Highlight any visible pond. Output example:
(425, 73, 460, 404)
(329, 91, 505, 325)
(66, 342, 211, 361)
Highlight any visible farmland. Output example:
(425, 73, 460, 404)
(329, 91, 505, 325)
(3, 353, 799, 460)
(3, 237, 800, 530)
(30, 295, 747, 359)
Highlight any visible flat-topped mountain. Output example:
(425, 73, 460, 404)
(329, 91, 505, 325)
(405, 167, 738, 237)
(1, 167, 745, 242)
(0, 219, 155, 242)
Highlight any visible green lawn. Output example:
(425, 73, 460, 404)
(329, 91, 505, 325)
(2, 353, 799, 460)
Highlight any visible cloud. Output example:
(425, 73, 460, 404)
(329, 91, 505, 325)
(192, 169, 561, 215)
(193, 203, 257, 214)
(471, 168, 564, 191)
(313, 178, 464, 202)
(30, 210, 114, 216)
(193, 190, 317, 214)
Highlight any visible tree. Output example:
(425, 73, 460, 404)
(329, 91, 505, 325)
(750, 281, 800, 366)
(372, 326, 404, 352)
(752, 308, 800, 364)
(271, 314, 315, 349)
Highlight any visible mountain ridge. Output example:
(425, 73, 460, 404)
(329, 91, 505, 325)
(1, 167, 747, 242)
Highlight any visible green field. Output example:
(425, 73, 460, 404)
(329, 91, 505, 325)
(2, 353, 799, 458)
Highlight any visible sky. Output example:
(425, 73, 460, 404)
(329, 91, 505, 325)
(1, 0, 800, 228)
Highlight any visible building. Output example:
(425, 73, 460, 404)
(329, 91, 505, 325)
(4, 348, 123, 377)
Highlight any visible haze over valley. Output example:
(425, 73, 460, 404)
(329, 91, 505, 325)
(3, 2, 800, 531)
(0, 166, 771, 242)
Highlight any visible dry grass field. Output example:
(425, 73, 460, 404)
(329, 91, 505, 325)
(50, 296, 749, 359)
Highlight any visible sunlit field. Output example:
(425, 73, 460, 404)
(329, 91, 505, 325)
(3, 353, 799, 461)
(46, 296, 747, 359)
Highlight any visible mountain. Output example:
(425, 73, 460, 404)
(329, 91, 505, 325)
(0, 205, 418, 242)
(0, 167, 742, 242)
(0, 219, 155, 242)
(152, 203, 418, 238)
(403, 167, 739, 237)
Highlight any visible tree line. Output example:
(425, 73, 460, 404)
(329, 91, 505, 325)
* * *
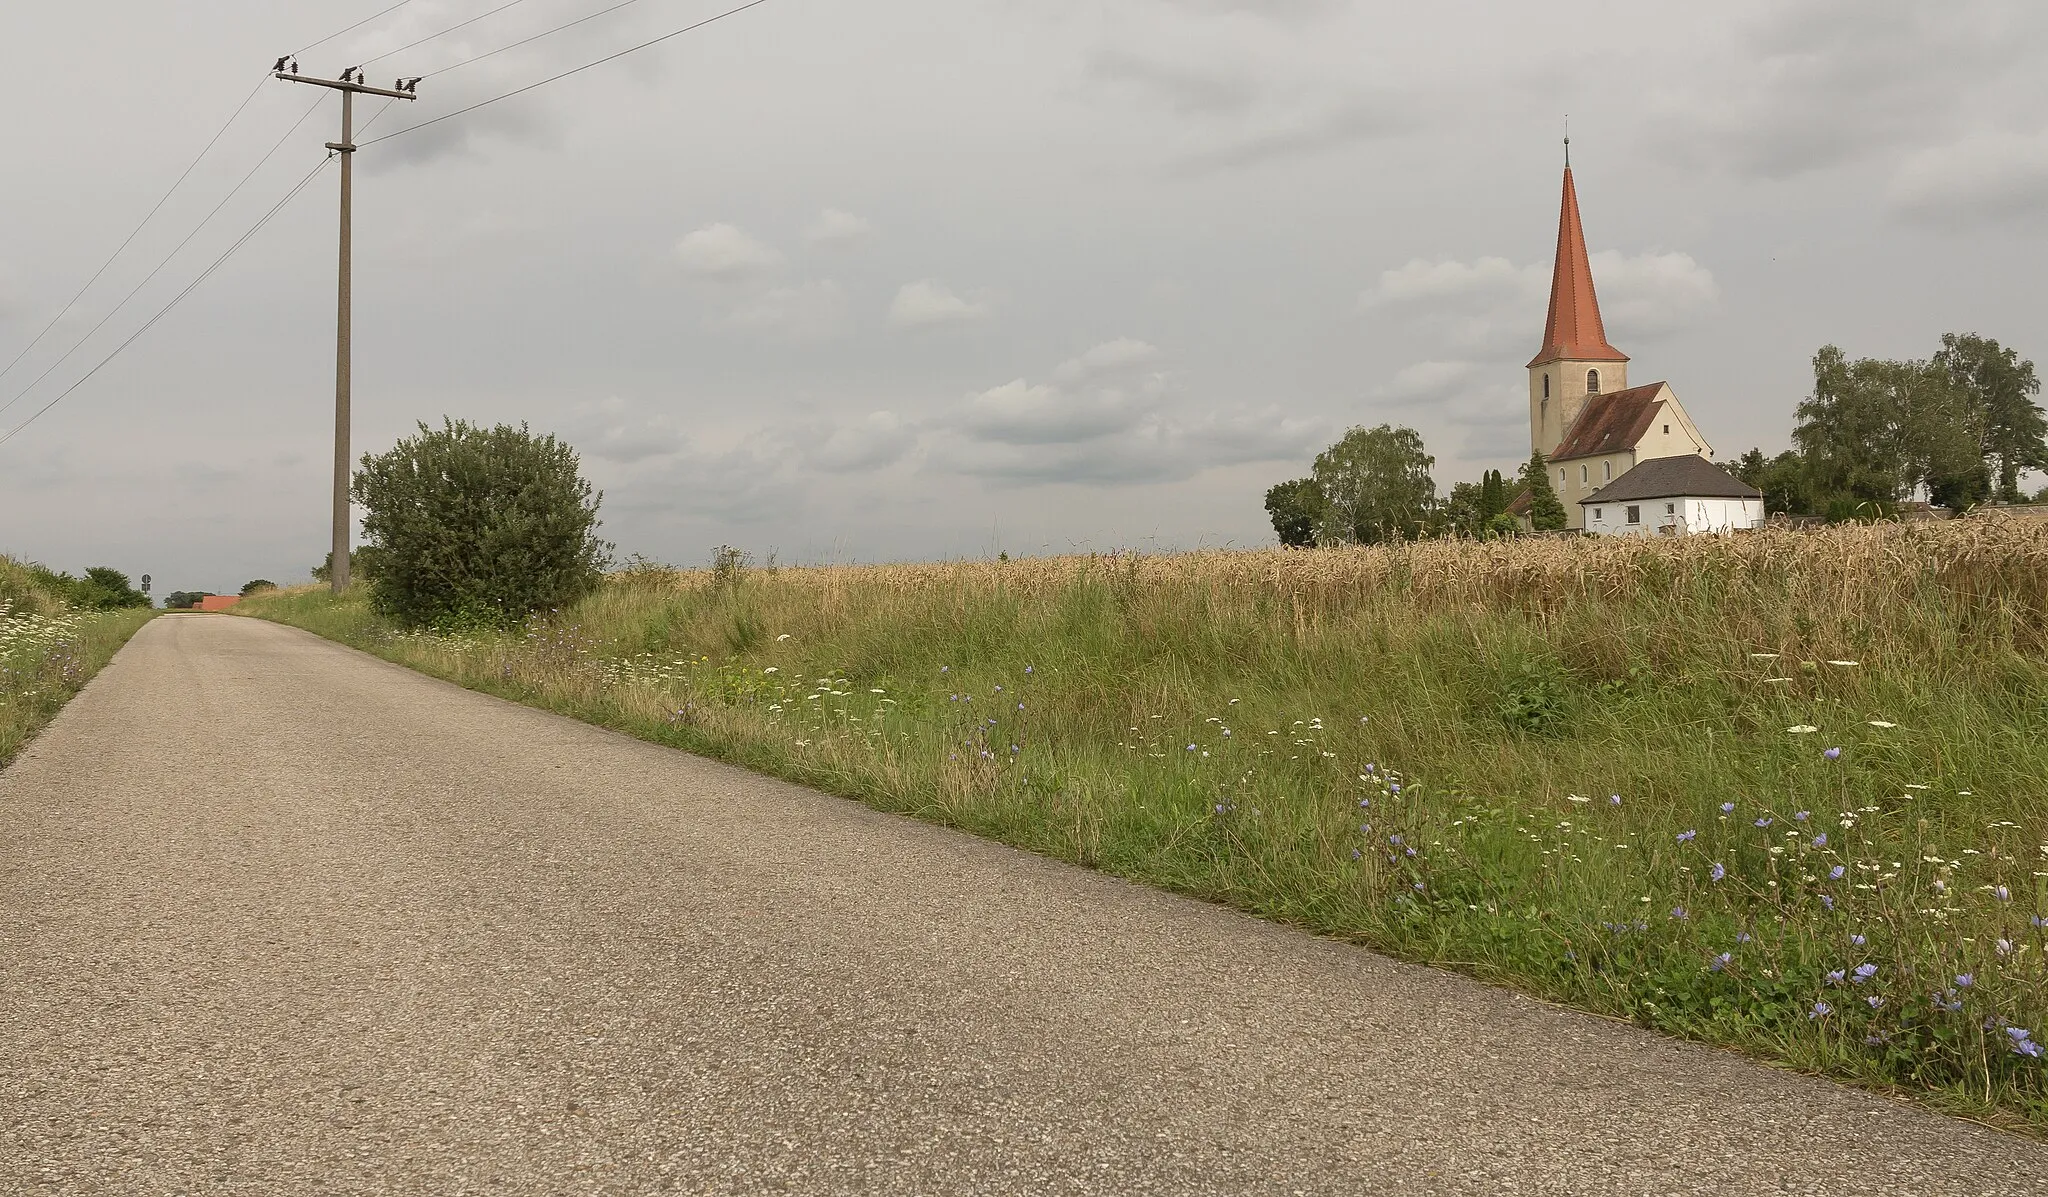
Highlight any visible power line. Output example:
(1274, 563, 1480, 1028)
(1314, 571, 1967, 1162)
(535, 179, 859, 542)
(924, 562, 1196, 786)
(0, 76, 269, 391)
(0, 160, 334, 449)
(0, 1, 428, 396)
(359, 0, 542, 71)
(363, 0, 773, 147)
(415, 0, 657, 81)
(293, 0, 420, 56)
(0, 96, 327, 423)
---
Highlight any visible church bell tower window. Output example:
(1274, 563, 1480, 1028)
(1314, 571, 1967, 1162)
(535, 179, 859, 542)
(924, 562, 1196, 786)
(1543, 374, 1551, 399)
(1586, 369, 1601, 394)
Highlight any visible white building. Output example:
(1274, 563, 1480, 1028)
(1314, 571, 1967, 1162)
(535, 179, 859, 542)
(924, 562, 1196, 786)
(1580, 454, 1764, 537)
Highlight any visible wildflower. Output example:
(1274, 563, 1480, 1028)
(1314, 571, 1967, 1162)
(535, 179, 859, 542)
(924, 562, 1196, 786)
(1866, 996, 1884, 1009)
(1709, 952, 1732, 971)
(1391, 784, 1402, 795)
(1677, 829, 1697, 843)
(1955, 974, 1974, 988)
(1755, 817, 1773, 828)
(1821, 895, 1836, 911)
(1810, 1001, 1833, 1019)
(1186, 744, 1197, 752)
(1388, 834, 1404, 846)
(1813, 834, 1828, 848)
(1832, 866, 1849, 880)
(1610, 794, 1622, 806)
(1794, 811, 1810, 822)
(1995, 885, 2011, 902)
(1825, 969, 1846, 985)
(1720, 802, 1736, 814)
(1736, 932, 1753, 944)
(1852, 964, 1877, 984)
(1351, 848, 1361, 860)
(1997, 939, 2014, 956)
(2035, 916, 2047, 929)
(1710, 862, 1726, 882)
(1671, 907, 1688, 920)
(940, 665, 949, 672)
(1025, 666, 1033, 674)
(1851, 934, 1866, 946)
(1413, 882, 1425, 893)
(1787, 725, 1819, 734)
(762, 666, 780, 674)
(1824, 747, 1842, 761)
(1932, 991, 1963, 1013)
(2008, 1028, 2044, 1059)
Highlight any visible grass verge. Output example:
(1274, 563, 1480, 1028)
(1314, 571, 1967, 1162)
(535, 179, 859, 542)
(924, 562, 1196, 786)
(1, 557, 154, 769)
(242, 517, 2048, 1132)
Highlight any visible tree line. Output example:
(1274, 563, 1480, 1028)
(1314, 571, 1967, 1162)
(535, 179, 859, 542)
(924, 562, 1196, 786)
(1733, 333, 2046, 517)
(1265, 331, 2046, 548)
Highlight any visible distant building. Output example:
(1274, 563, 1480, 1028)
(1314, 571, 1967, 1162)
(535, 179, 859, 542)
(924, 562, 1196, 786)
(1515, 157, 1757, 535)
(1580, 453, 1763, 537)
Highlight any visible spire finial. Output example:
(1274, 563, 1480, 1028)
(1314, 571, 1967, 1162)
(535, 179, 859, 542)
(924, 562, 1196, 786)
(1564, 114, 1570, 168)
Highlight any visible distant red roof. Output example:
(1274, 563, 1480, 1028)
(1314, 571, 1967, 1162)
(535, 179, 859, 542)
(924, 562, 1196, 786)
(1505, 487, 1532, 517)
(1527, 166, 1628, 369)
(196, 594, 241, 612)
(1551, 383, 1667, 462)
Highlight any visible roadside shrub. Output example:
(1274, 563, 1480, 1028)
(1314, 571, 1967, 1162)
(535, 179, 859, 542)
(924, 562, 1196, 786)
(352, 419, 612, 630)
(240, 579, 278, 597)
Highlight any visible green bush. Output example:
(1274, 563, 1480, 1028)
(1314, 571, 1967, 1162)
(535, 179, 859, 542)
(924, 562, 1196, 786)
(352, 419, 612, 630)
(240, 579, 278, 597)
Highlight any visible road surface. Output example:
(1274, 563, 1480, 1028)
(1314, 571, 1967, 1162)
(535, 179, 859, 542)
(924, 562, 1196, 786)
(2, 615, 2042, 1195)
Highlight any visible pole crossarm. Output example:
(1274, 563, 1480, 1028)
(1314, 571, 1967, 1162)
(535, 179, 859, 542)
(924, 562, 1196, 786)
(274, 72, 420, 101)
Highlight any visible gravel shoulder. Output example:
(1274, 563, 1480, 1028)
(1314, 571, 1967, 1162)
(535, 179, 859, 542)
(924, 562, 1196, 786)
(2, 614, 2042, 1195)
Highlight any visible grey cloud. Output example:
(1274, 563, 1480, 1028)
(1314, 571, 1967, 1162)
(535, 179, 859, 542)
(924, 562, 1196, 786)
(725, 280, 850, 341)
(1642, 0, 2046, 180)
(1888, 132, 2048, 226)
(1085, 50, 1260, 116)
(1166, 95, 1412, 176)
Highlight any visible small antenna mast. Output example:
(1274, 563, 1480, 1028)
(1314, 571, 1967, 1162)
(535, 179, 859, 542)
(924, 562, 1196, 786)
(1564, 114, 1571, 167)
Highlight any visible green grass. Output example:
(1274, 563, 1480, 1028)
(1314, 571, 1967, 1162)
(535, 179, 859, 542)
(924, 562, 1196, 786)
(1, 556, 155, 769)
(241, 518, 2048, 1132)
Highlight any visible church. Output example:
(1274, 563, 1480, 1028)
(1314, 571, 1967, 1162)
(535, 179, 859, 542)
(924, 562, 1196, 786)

Task item: Could you filter the entries above for lines holding the string "church" and copy them?

Task response:
Highlight any visible church bell tower window. Output example:
Highlight any visible church. Output example:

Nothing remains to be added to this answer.